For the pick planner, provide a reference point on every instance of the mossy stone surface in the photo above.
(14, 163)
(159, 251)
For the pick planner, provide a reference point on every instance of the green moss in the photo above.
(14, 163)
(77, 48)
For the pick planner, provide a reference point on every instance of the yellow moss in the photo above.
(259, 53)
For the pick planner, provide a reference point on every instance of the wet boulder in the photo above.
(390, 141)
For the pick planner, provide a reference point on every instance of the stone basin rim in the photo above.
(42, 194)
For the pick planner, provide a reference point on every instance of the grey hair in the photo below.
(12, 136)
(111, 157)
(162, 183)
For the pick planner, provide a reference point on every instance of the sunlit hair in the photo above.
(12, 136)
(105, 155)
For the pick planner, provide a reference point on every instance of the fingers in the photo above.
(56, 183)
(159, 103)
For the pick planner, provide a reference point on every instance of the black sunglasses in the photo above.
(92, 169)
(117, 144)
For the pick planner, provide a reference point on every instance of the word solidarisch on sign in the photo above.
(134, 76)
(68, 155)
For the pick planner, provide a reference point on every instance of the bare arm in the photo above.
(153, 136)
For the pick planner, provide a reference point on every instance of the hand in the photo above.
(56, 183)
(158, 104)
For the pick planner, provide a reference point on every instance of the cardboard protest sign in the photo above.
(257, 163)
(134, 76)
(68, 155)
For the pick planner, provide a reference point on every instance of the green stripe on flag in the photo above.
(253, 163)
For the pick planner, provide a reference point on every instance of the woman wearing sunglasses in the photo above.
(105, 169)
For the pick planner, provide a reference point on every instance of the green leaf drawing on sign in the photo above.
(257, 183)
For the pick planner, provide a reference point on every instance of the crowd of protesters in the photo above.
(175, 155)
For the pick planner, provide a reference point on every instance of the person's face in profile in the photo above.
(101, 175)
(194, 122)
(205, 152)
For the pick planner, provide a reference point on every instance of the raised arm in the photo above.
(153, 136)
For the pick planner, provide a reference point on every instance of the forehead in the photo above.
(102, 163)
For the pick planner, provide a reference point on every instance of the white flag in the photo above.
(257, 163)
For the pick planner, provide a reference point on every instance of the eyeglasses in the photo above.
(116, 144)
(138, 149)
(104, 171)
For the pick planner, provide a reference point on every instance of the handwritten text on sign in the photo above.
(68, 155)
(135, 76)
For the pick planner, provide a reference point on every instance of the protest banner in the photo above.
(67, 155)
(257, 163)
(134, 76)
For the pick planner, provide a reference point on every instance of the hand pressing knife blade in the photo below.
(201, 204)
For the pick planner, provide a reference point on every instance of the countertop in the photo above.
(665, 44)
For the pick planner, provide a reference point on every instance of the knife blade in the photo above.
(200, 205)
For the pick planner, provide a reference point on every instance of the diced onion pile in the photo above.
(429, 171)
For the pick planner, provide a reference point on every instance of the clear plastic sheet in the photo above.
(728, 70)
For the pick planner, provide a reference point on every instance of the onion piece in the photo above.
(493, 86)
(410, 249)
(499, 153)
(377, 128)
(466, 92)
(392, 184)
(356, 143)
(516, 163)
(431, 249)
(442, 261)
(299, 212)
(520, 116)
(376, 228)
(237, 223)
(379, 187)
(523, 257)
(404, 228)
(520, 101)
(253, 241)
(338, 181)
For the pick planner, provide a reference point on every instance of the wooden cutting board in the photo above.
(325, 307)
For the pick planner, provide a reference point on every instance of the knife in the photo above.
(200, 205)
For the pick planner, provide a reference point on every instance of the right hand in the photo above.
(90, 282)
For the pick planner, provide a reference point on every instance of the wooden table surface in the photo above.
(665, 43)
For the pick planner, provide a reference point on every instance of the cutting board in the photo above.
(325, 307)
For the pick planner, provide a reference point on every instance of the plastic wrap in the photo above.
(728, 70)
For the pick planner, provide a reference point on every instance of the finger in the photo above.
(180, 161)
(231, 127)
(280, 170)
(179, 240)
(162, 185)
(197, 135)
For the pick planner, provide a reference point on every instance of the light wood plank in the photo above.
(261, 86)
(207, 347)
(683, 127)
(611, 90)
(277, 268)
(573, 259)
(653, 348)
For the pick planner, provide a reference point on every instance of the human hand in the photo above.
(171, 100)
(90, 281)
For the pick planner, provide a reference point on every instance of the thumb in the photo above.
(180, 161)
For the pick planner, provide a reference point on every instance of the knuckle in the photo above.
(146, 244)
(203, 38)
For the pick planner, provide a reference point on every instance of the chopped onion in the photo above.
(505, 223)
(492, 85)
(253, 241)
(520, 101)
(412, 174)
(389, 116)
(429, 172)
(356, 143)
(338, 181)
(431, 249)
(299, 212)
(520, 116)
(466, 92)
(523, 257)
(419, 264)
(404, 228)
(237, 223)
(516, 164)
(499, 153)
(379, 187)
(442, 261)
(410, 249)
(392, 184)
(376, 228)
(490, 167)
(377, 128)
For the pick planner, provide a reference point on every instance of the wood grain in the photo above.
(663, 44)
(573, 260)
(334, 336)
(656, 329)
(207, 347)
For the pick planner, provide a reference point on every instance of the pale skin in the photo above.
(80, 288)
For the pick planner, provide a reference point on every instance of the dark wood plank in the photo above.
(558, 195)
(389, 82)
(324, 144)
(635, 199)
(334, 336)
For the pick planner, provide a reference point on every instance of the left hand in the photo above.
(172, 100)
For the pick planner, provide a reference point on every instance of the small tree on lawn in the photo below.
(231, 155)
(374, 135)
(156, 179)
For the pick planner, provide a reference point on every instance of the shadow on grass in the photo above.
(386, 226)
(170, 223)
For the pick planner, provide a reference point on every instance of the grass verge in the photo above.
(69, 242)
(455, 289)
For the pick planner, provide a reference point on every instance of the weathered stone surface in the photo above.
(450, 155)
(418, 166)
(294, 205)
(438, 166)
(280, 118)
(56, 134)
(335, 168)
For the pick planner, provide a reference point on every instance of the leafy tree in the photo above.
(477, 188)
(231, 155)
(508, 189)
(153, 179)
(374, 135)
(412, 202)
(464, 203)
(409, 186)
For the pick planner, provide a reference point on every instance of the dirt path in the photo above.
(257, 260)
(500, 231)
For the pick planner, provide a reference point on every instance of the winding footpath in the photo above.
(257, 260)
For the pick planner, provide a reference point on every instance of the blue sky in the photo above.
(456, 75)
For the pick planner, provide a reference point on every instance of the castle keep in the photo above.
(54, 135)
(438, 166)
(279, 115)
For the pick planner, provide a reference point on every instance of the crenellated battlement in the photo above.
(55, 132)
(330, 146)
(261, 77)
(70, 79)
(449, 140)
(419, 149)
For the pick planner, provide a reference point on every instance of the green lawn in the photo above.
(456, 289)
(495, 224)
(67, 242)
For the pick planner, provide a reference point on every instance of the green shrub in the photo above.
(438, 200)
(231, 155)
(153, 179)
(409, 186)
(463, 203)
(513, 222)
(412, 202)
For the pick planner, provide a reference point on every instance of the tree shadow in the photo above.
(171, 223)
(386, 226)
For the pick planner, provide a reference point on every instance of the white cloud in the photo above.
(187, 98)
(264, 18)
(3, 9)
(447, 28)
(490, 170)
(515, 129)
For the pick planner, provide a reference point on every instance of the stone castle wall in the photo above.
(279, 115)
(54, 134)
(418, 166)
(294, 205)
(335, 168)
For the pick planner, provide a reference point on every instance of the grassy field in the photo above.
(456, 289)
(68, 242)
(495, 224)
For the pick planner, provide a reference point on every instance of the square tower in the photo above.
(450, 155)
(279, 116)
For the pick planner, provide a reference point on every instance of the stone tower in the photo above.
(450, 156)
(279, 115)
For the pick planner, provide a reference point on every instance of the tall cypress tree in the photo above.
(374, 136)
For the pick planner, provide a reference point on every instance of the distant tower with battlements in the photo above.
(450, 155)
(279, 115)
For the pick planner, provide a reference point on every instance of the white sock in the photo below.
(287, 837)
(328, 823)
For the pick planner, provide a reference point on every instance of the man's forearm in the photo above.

◆ ◆ ◆ ◆ ◆

**Work to be completed**
Rewrite the rows from the line with "stone tower in the photo above." through the end of the rows, changing "pick planner" to "grasp planner" and leaving everything else untouched.

**Worked solution**
For the grasp planner, provide a reference point on every instance of the stone tower in the photo above.
(450, 156)
(279, 115)
For the grasp planner, provide a reference point on every instance of the tall cypress tree in the photo above.
(374, 136)
For the grasp planner, provide a reference point on every instance of the distant tower with battlements in the photo above.
(450, 155)
(279, 115)
For the grasp planner, provide a reference point on every instance of the white sock in the photo below.
(287, 837)
(328, 823)
For the grasp planner, provide a reference point on every instance of the man's forearm in the photo above.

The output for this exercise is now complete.